Pointing dataset records:
◆ ◆ ◆ ◆ ◆

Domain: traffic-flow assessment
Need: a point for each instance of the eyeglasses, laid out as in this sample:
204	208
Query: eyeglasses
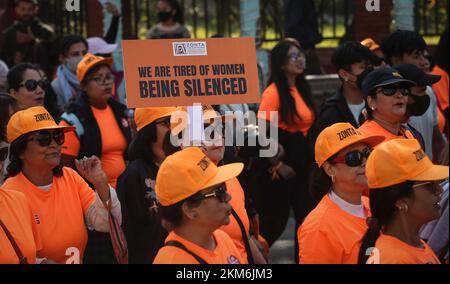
353	158
296	56
102	80
44	138
429	185
31	85
389	91
3	154
220	193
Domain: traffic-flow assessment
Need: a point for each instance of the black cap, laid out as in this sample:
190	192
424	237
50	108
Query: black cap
383	77
417	75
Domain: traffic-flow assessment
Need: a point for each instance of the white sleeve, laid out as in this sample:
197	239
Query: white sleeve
97	215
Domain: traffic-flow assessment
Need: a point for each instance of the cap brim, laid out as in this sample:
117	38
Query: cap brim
224	174
429	80
434	173
396	81
372	141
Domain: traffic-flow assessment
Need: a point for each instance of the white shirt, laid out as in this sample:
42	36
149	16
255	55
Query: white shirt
356	110
352	209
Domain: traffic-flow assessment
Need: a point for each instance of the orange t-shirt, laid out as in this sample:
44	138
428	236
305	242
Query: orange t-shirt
441	88
329	235
59	213
271	102
224	253
393	251
114	144
16	215
234	188
371	127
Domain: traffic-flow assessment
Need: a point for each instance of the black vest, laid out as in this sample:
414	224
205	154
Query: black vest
91	140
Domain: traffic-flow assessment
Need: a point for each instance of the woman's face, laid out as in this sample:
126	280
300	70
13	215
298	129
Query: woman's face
295	64
424	206
40	155
350	178
99	85
30	94
390	108
214	211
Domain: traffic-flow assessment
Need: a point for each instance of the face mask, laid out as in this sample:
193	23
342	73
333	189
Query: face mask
164	16
72	63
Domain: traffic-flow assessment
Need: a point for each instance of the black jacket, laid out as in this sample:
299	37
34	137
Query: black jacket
334	110
90	141
140	222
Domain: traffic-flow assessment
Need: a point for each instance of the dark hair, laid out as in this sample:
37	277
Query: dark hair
382	205
179	16
5	102
15	74
278	58
352	52
174	213
94	69
402	42
16	165
139	148
68	41
441	55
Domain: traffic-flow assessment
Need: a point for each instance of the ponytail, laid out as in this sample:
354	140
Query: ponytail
382	205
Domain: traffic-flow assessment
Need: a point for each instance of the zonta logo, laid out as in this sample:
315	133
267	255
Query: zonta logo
373	5
73	5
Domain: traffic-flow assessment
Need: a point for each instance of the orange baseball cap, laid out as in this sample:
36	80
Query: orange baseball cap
145	116
90	60
187	172
401	160
370	44
209	114
31	120
339	136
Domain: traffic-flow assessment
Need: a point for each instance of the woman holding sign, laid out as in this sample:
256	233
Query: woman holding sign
287	184
102	130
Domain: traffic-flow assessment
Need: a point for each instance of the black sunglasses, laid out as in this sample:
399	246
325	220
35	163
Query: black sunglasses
353	158
220	193
31	85
389	91
3	154
44	138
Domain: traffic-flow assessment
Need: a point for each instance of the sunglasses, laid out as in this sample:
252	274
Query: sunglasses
44	138
165	122
432	186
3	154
389	91
353	158
31	85
220	193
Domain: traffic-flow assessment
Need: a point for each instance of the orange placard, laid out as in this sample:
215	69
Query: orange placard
181	72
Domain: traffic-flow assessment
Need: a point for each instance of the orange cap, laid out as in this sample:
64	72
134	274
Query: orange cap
370	44
89	61
401	160
208	114
339	136
187	172
145	116
31	120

◆ ◆ ◆ ◆ ◆

* _INSTRUCTIONS TO FOLLOW_
Word for word, quote the full listing, omitting every picture.

* _ANSWER TO THIS PROBLEM_
Domain: traffic-flow assessment
Need: a point for each instance of the eyeglasses, laid out as in this sample:
204	208
Query: eyeglasses
353	158
296	56
102	80
44	138
429	185
31	85
389	91
3	154
220	193
Domain: traffic-flow assessment
Need: a point for each instance of the black cap, laid out as in this sample:
190	192
424	237
50	108
Query: black cap
383	77
417	75
Domain: traffic-flow assessment
Need: a point for each instance of the white sleeve, laid out as in this sample:
197	239
Query: white sleeve
97	215
Domain: traffic-flow assessment
Need: a point for each instance of the cap brim, laid out as in this sample:
117	38
Query: cap brim
224	174
429	80
434	173
396	81
372	141
Domain: traffic-flow assessment
Need: a point for each instance of the white shirt, laid out as in this sample:
42	36
149	16
255	55
Query: white shirt
356	110
352	209
Domain: traffic-flow assessment
Need: a point for each instance of the orange t-shirt, laid out as in this sample:
44	138
428	236
305	242
Query: orange t-shirt
441	88
329	235
59	213
271	102
224	253
393	251
114	144
16	215
234	188
371	127
Domain: traffic-flow assessment
Need: a point for each instance of the black vest, laid out as in this sample:
414	224
205	154
Query: black vest
91	140
Domain: traffic-flow assessment
Need: a point for each instance of the woman's face, laid out as in this sample:
126	280
300	70
13	215
298	129
Query: woman's face
295	64
424	206
40	155
350	178
99	85
30	94
390	108
214	211
Domain: traffic-flow assessment
Need: a point for each instance of the face mask, laid out as in this sample:
193	23
342	73
333	189
Query: face mask
164	16
72	63
Domain: traffic-flow assessment
Need: a point for each instance of the black jacket, laid out as in this sample:
299	37
34	137
Query: black jacket
334	110
90	141
140	222
Domain: traffic-flow assessment
Need: a point for each instance of the dark hair, laid out as in this sample:
37	277
Query: dark hair
382	205
179	16
5	102
15	74
278	58
352	52
174	213
94	69
402	42
16	165
139	148
68	41
441	55
Domain: traffic-flow assessment
Need: a point for each instance of the ponytail, laid out as in this sample:
354	140
Query: ponytail
382	205
Domain: traffic-flow assessment
Need: a point for each instance of the zonta logo, laid out as in this sample:
315	133
267	255
Query: zonta logo
373	5
73	5
Domain: traffic-flow assessment
Need: a point for each instance of the orange baseball cap, laid out as in this sample:
36	80
Query: orange baseball cap
145	116
90	60
187	172
401	160
370	44
209	114
31	120
339	136
Domain: traffic-flow assessment
Need: a point for each instance of the woman holding sign, laid out as in this sample:
256	233
Query: woman holding sign
287	184
102	130
Domain: traffic-flow assessment
Need: a point for each instance of the black sunglasses, laid out as in this sample:
399	246
325	220
35	163
Query: black sunglasses
353	158
220	193
31	85
389	91
3	154
44	138
Domain: traffic-flow assessment
Need: a point for each instance of the sunglasses, laid out as in this sample:
252	274
Query: sunglasses
44	138
165	122
432	186
3	154
389	91
353	158
31	85
220	193
Domain: traffic-flow assessment
Need: a point for each instance of the orange placard, laid out as in this sample:
215	69
Query: orange placard
181	72
Domain: traffic-flow assessment
Need: a point for each instance of the orange cap, laid out as in this sample:
64	72
134	274
Query: orange cap
370	44
89	61
401	160
208	114
339	136
187	172
145	116
31	120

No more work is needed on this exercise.